→ **Brano da leggere**:

━━━━

La riabilitazione del futuro non potrà prescindere dalla “riabilomica”, ovvero dall’integrazione con la genetica, l’epigenetica e la biochimica. Anche per rispondere a una semplice domanda: perchè persone con le stesse caratteristiche fisiche, a seguito della medesima patologia e sottoposte a trattamenti identici, rispondono in maniera così diversa ai progetti riabilitativi? Perché un paziente reagisce bene e recupera, mentre un altro – nello stesso arco di tempo dopo la fase acuta – lo fa con più fatica e un altro ancora non recupera per niente?
La possibile spiegazione sta proprio nella genetica, come se alcuni biomarcatori potessero predire in anticipo i risultati di un trattamento riabilitativo. La conferma arriva dal lavoro di alcuni ricercatori dell’IRCCS Fondazione Don Gnocchi, pubblicato sulla prestigiosa rivista “International Journal of Molecular Sciences”.
«Abbiamo condotto uno studio approfondito su 49 pazienti con esiti di ictus – spiega Massimo Santoro, biologo molecolare e primo autore dell’articolo – sottoposti nelle strutture romane della Fondazione al protocollo riabilitativo standard previsto in questi casi».
Lo studio si è focalizzato su alcuni biomarcatori, attraverso un semplice prelievo di sangue.

«Negli ultimi anni – prosegue Santoro – molti studi si sono concentrati sul fatto che la risposta variabile ai trattamenti riabilitativi derivi da una componente genetica o epigenetica. Nel caso della componente genetica, i polimorfismi di alcuni geni, soprattutto quelli coinvolti nella plasticità corticale o nel riparo neuronale, possono influenzare la riabilitazione post-stroke. Accanto a questi, esiste la componente epigenetica, vale a dire modificazioni transitorie del DNA che possono “accendere” o “spegnere” un gene a seconda di alcuni fattori interni o esterni all’organismo. Il nostro punto di partenza è stato lo studio di un gene che potrebbe avere un ruolo importante nel recupero post ictus».

━━━━

→ **Materiale di partenza**:

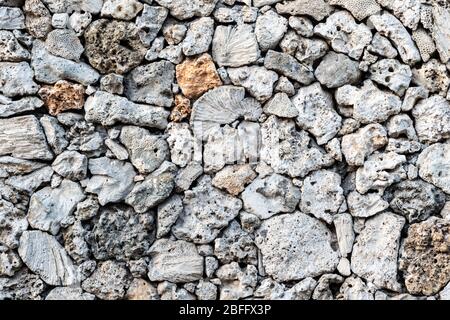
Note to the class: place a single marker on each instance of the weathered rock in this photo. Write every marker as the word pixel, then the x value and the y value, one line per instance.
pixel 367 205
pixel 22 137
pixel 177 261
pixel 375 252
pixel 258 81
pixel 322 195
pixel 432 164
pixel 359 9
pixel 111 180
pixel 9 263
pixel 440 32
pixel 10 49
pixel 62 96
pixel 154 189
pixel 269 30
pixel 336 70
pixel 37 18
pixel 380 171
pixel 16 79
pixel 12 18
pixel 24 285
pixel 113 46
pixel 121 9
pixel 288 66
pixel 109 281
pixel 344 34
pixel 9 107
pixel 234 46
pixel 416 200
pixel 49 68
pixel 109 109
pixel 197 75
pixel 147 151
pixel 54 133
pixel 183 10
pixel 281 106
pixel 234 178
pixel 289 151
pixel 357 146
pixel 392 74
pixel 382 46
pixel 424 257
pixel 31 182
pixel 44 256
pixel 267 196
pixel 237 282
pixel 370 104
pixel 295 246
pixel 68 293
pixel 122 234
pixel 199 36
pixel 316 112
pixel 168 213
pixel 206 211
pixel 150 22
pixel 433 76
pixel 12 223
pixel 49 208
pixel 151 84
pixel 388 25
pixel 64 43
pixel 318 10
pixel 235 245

━━━━

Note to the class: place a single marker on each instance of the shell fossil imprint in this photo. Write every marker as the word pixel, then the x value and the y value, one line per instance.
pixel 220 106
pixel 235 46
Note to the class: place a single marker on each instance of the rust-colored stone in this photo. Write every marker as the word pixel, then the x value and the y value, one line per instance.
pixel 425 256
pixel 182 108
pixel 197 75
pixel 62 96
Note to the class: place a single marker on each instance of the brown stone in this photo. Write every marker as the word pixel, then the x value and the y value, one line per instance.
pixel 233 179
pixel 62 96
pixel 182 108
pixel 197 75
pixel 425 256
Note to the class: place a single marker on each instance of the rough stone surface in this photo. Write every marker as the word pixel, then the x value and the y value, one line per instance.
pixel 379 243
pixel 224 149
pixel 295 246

━━━━

→ **Consegna 1**:
Traduci in inglese questa frase del brano sulla riabilitazione: "Lo studio si è focalizzato su alcuni biomarcatori, attraverso un semplice prelievo di sangue."
→ **Consegna 2**:
Nel brano sulla riabilitazione, su quanti pazienti con esiti di ictus è stato condotto lo studio?
→ **Consegna 3**:
Prosegui il brano sulla riabilitazione dopo la sua ultima frase.

→ **Soluzione 1**:
The study focused on certain biomarkers, through a simple blood draw.

→ **Soluzione 2**:
Su 49 pazienti.

→ **Soluzione 3**:
I dati ottenuti sono stati correlati con una scala di valutazione molto nota e diffusa che misura i progressi e i miglioramenti raggiunti a seguito di trattamenti riabilitativi.

L’importanza di questo studio consiste proprio nel considerare il polimorfismo di questo gene come un biomarcatore in grado di anticipare se un paziente potrà ottenere risultati dai trattamenti riabilitativi, oppure no.
«Questo non significa – continua Santoro – che ci sono pazienti che non recupereranno solo perché hanno un genotipo più “sfortunato” di altri; significa semmai che quel protocollo standard per loro non sarà efficace e quindi andrà studiato un trattamento personalizzato e un percorso riabilitativo su misura». Questo consentirà inoltre di risparmiare tempo ed energie, con un banale prelievo di sangue e un’indagine epigenetica che può essere svolta in sole 24 ore.

Il passo successivo – mai la ricerca in riabilitazione si era spinta così in avanti – sarà quello di ampliare il campione dei pazienti studiati. «Abbiamo ora in programma – conclude Irene Aprile, coordinatrice e responsabile clinico dello studio – uno studio multicentrico con l’obiettivo di analizzare nel laboratorio di biologia molecolare di Roma il DNA estratto dai campioni biologici di almeno 100-150 pazienti post-ictus e incrociarli con i risultati clinici raggiunti a seguito di percorso riabilitativo mediante trattamento convenzionale e trattamento robotico, per consolidare i risultati registrati fino ad ora».